[A run of data]
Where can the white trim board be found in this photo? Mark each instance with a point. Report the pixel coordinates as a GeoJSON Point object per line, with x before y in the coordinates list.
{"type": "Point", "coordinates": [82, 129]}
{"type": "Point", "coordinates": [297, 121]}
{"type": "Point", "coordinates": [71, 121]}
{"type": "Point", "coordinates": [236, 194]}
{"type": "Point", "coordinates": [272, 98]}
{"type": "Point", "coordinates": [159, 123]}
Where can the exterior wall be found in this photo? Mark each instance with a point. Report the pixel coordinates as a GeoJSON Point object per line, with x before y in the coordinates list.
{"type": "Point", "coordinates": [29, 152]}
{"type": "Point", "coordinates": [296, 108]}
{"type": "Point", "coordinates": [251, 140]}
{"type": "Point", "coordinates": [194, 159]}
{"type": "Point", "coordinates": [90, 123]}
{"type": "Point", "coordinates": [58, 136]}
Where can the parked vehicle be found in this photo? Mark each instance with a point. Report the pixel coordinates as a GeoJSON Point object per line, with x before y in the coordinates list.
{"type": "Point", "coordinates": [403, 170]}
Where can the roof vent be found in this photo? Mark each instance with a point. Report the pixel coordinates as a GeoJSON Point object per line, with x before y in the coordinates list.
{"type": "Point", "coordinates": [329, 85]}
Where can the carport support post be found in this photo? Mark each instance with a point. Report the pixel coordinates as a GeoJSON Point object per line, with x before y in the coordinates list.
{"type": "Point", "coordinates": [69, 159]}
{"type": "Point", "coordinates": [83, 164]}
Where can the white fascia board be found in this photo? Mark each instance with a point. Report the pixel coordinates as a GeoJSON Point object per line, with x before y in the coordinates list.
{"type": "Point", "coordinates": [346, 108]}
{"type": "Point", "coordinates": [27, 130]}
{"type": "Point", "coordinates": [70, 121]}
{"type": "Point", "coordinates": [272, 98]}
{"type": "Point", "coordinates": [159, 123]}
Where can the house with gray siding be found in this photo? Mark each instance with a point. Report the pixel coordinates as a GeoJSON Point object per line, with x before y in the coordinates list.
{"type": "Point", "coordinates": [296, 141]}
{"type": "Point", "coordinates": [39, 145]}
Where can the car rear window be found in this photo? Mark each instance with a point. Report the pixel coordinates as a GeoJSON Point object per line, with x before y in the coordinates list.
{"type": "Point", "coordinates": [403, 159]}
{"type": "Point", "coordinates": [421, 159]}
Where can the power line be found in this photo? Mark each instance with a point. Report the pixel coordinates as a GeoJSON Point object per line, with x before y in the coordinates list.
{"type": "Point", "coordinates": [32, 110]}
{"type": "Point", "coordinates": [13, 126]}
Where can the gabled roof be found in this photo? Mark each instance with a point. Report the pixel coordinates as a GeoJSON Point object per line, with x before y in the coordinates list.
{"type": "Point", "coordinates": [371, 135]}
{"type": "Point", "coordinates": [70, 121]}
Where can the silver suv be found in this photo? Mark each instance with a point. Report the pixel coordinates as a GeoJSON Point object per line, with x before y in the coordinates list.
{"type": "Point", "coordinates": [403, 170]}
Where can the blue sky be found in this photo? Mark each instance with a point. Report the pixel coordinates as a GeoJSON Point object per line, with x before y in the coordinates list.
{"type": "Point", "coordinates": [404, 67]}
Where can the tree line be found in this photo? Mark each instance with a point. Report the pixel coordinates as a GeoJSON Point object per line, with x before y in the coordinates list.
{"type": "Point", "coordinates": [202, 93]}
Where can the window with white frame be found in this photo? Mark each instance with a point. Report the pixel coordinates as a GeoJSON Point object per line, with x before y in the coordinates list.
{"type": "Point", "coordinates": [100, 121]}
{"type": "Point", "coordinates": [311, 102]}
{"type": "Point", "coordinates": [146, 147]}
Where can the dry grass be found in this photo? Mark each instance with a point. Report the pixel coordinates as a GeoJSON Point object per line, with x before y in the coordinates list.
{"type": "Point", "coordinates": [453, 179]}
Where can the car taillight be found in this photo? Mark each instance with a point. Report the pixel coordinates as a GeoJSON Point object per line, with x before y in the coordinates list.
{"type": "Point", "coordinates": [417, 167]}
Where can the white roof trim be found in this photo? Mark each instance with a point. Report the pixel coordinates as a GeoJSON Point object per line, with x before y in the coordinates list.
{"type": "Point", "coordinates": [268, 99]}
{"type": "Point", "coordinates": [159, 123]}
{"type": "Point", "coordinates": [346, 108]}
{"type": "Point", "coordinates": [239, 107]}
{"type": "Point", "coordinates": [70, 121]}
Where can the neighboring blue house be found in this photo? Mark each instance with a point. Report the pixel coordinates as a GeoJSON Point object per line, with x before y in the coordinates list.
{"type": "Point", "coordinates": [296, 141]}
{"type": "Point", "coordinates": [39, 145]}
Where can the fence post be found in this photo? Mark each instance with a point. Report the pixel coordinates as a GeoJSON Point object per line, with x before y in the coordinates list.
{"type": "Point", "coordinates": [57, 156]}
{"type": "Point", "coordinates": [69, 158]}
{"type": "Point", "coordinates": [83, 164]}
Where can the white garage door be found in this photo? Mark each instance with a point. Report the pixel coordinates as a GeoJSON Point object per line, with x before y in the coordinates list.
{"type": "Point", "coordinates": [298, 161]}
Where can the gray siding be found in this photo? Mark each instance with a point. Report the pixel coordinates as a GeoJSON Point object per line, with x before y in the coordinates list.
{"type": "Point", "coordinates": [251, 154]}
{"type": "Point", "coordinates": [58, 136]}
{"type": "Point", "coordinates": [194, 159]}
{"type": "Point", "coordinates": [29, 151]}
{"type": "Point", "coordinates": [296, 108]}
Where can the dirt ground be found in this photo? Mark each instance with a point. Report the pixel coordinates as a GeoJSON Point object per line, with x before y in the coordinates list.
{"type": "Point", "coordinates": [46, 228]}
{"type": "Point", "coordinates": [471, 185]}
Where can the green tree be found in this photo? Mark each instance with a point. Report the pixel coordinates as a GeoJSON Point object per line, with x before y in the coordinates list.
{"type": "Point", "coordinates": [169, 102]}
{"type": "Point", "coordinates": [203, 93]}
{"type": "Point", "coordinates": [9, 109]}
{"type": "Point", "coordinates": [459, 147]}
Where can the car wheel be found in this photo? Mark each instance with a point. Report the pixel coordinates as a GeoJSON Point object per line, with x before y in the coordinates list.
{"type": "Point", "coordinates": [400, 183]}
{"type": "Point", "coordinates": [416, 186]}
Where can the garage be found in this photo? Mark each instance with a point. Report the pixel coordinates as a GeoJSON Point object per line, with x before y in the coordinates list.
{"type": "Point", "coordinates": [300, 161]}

Your task
Starting with the line that contains "Where can the green" and going on through the last line of the data, recast those lines as a numbered list, leaving out any blank lines.

Response for this exercise
1. Where can the green tree be found in this photo? Mark each instance with a point. Report the pixel coordinates as a GeoJSON Point object per line, with x before y in the coordinates list.
2. {"type": "Point", "coordinates": [169, 102]}
3. {"type": "Point", "coordinates": [203, 93]}
4. {"type": "Point", "coordinates": [9, 109]}
5. {"type": "Point", "coordinates": [459, 147]}
6. Where can the car wheel be found in this photo? Mark each instance with a point. Report the pixel coordinates as a GeoJSON Point object per line, with x before y in the coordinates list.
7. {"type": "Point", "coordinates": [400, 183]}
8. {"type": "Point", "coordinates": [416, 186]}
9. Where can the garage be found in this photo? Mark each instance with a point. Report the pixel coordinates as a GeoJSON Point object per line, with x before y in the coordinates list.
10. {"type": "Point", "coordinates": [300, 161]}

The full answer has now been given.